→ **Exercise task**:
Show each line in the rows below that contains the string "shirt" and copy every such line in full. Case counts when matching.

→ **Extracted material**:

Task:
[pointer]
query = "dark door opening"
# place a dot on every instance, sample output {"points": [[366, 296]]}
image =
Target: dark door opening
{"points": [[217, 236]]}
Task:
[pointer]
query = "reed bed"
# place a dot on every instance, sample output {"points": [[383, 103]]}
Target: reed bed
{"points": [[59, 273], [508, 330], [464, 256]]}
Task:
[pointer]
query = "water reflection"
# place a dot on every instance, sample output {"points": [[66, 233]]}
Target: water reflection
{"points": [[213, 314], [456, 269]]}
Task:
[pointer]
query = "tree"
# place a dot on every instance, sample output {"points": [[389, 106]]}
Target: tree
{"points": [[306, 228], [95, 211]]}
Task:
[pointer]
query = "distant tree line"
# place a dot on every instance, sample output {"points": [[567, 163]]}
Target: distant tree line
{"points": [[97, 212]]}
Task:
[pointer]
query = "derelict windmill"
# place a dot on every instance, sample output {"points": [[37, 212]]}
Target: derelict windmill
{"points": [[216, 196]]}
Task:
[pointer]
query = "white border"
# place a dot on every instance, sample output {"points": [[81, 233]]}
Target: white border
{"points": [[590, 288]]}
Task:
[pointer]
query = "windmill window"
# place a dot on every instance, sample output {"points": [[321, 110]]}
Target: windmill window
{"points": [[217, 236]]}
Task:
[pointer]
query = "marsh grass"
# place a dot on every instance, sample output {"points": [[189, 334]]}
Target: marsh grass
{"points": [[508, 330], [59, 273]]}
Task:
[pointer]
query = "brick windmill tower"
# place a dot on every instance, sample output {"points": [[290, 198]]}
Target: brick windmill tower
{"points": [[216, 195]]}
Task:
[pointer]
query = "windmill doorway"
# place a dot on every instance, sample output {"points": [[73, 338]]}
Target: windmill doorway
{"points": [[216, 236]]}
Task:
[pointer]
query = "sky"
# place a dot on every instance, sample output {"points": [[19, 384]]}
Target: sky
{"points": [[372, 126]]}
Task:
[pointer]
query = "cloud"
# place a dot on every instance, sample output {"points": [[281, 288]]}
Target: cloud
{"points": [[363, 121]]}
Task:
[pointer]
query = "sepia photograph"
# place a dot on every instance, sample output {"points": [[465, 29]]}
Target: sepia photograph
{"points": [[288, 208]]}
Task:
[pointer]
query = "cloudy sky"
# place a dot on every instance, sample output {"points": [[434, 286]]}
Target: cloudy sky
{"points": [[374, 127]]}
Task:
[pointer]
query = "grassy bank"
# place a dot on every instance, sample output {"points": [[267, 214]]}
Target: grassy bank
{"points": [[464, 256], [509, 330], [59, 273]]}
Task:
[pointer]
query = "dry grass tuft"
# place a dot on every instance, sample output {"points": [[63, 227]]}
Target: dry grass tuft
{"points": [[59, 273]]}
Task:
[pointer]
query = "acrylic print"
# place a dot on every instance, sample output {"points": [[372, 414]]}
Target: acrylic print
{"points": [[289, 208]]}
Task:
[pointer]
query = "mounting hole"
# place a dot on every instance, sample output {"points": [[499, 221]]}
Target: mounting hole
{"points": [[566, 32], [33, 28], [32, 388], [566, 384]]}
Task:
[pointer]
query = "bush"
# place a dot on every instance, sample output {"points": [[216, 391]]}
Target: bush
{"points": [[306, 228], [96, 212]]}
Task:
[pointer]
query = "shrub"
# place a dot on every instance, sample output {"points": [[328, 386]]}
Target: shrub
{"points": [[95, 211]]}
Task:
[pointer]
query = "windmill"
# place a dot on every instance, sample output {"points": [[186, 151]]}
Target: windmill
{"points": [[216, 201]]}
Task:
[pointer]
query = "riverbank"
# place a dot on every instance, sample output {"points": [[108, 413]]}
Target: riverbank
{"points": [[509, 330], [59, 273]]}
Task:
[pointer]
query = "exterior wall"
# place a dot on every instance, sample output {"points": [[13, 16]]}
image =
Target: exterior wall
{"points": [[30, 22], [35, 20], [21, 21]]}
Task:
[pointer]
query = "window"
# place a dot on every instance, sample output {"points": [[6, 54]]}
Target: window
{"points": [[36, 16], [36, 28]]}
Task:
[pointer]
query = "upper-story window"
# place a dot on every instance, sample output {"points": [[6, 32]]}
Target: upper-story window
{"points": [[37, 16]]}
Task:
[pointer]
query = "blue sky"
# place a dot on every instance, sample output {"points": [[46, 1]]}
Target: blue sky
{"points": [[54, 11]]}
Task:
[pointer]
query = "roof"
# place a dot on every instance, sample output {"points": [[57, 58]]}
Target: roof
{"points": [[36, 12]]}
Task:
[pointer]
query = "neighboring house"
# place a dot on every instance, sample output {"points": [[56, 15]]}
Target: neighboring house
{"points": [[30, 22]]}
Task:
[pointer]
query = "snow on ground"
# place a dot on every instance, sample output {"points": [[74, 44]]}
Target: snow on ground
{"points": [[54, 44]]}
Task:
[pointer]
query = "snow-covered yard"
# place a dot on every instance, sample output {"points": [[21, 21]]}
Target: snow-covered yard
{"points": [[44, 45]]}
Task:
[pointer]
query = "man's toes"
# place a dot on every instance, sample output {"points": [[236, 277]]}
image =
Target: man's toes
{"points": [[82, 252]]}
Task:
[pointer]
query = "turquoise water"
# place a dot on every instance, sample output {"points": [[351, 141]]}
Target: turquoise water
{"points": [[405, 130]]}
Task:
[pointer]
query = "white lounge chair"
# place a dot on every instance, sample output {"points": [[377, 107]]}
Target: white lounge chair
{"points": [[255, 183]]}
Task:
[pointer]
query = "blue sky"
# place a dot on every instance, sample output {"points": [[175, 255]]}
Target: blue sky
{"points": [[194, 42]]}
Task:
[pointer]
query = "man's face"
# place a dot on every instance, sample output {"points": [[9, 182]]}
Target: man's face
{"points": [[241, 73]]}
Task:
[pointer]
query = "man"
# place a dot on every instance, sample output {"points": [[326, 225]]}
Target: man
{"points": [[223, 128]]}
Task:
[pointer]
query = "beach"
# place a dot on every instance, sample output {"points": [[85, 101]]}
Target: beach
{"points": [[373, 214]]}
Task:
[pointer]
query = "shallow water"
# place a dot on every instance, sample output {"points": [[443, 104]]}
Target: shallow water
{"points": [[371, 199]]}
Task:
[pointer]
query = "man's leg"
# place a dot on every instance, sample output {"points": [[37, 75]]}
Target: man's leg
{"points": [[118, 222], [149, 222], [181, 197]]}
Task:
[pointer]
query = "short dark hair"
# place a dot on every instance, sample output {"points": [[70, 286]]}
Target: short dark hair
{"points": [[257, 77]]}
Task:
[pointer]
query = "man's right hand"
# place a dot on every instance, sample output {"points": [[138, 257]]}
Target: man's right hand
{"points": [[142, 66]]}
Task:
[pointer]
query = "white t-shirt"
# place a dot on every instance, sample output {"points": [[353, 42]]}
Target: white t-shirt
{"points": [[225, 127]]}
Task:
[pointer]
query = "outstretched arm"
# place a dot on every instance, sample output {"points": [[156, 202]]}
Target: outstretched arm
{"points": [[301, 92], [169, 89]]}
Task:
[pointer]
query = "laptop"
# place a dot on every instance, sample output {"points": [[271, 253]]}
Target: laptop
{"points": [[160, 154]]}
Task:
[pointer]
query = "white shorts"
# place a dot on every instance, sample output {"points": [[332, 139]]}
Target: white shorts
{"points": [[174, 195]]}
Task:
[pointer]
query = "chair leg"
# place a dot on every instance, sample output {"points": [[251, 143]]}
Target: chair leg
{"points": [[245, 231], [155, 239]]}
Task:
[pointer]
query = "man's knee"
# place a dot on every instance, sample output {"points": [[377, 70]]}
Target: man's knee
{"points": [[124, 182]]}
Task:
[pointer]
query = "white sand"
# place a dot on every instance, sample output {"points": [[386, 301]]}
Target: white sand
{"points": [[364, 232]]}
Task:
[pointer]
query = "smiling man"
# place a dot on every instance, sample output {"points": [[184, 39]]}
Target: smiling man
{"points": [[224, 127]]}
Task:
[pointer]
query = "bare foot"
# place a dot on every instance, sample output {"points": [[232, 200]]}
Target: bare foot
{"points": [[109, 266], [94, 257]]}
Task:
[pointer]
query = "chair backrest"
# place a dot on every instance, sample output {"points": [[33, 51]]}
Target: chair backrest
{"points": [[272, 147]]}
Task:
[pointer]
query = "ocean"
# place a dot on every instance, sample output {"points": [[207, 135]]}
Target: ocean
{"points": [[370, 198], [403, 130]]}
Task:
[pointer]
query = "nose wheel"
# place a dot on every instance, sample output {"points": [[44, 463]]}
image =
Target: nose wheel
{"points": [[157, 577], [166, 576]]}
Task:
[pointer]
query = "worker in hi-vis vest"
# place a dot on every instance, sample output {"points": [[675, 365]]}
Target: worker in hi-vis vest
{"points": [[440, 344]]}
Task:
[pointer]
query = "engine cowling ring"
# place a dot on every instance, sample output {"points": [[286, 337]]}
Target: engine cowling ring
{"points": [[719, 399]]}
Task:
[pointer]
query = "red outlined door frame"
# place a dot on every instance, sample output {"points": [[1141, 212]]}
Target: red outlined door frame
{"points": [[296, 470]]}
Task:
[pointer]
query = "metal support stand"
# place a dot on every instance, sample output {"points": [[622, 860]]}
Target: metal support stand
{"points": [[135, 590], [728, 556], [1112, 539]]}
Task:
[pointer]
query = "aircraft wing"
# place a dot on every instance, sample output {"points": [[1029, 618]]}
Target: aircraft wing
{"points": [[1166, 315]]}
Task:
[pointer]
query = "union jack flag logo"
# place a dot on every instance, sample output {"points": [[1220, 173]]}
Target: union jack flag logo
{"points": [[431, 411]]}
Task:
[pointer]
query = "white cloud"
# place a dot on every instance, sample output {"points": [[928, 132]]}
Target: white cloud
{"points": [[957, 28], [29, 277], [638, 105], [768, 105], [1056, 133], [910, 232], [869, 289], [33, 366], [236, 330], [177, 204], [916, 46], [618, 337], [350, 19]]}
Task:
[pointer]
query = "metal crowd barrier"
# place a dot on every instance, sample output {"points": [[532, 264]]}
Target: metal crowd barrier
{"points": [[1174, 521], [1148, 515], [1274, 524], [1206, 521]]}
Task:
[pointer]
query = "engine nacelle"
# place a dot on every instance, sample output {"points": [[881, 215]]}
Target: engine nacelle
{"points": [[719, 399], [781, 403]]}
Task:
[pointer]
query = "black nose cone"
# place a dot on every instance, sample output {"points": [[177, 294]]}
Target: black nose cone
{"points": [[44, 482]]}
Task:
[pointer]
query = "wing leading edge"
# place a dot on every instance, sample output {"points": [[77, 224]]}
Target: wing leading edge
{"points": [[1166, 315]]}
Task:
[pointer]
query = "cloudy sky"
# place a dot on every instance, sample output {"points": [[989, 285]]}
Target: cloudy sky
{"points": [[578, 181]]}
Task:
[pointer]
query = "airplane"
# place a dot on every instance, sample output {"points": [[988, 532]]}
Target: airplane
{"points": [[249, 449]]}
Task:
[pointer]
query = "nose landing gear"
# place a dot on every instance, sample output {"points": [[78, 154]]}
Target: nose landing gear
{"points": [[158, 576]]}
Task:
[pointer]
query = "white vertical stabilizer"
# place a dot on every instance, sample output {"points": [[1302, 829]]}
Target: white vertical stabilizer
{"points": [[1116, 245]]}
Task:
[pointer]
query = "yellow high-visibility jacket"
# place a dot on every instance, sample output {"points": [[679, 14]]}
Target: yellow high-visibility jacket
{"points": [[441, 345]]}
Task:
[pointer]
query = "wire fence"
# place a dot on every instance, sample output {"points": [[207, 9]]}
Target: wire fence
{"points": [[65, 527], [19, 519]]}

→ **Exercise result**:
query = "white t-shirt"
Target: white t-shirt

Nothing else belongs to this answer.